If you have questions about this change, you're in the right place. Our editors, experts, and community of change optimists have answers!
My Mother-in-law is Bipolar. How can I manage my relationship with her to avoid conflict?
I'm only engaged so far with my wedding still 4 months away.
I read up on Bipolar disorder and realised my Mother-in-law displays all the symptoms. I know breaking the news to my fiance or his family will only get a bad reaction against me and it would be best if i keep quiet for the first few years of my marriage atleast.
So without any possibility of treatment, I really need to figure out how I can manage my relationship with her so that I do not keep getting hurt.
Any one time when I interact with her she will be super happy to be around me and keep saying how much she loves me and asking if I love her too. The next time she will be horrible and will insult me in front of everyone repeatedly. I am not completely over the pain of the last interactions insults and she starts acting like I mean everything to her. And she expects me to reciprocate her emotions but I can only bring myself to be polite.

## Excerpted records
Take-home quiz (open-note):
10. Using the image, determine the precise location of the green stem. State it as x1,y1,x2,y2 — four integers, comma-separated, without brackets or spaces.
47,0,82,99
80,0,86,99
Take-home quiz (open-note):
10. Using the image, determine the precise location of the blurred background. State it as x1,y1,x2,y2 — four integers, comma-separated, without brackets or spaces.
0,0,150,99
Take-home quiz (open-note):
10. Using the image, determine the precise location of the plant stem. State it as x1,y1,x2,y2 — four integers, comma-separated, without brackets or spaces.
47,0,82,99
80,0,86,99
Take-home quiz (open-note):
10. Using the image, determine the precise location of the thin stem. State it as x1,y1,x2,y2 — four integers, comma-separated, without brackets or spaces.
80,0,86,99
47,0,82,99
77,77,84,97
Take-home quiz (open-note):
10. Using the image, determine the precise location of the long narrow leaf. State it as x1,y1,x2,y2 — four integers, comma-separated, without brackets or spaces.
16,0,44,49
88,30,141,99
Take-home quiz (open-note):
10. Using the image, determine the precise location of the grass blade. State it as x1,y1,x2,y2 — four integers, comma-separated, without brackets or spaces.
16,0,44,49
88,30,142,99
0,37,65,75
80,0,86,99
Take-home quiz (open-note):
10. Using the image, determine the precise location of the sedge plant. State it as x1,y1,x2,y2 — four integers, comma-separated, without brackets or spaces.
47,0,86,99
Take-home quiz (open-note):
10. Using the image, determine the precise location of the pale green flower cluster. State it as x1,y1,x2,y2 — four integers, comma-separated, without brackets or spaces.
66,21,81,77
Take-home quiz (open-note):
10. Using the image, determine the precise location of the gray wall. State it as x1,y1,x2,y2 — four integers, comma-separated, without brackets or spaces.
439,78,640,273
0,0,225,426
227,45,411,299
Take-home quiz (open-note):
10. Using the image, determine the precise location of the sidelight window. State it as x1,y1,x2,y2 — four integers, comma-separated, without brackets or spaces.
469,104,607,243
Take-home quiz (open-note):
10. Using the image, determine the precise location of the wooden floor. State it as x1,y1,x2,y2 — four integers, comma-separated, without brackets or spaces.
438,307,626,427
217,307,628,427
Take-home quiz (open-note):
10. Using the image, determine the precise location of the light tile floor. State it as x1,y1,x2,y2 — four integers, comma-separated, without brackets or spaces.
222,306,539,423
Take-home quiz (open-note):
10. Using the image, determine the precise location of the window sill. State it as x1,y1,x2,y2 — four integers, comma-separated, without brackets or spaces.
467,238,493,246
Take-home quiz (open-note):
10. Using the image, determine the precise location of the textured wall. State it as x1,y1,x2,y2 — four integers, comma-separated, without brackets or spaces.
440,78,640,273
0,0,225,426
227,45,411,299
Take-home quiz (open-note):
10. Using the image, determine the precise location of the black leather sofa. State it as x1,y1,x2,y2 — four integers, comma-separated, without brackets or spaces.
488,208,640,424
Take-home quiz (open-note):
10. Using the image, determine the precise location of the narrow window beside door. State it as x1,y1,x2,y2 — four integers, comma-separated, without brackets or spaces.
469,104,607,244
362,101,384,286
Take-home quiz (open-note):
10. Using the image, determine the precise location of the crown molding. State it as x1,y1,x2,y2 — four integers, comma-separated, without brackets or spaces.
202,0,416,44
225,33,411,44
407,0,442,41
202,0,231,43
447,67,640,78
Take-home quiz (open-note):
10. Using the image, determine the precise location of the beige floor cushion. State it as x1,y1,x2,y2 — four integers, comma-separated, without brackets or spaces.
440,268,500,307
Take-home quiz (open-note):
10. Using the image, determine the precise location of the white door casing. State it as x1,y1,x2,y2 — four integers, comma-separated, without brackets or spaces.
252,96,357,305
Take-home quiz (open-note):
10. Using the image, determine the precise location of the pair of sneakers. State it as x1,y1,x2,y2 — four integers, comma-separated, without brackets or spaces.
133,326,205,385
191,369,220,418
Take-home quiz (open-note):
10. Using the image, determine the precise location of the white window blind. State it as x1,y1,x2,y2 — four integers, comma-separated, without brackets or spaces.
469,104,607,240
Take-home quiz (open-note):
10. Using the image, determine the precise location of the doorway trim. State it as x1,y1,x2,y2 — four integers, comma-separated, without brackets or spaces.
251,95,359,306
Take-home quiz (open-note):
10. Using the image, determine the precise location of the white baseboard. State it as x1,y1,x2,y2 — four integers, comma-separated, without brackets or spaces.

## Work request A
Reproduce the part of the mother-in-law post starting with "I read up on" and going on through "my marriage atleast.", keeping every word and mark as it stands.
## Work request B
Pick up the mother-in-law post where it stops, and continue it from its last sentence.

## Answer box A
I read up on Bipolar disorder and realised my Mother-in-law displays all the symptoms. I know breaking the news to my fiance or his family will only get a bad reaction against me and it would be best if i keep quiet for the first few years of my marriage atleast.

## Answer box B
She is extremely judgmental and opinionated and passes judgement on everyone icluding her own children. Now, even if she may not say anything about me, i have started to take her comments negatively and that makes it even more difficult for me to like her. She also keeps trying to force me to join her religious group. She gets very hassled and keeps asking me why i dont show interest.
I have repeatedly forgiven her and tried my level best to be nice and polite. But I know that I must be sending out vibes of how much I hate being there with her. There has been one time when she provoked me by calling my mother stupid and I ended up answering her back( though not shouting or being rude). This only made her flare up and say more direct horrible things about me and my family. It has been very difficult to forget those words of hers. I realize that I should have moved away instead of stay there and answer back. My fiance is not the most supportive although he tries to be. I still feel he thinks I over react whereas I always try to cut down the display of pain. There was a point where I thought the wedding would be called off.
The plus points are that my fiance loves me very much. My father-in-law is the complete opposite and is wonderful in managing relationships. Also, Since my fiance works abroad there wont be a very regular interaction with her.
But I dread the days of the wedding and vaction times which I will have to spend with her. Pls tell me how best I can manage this relationship.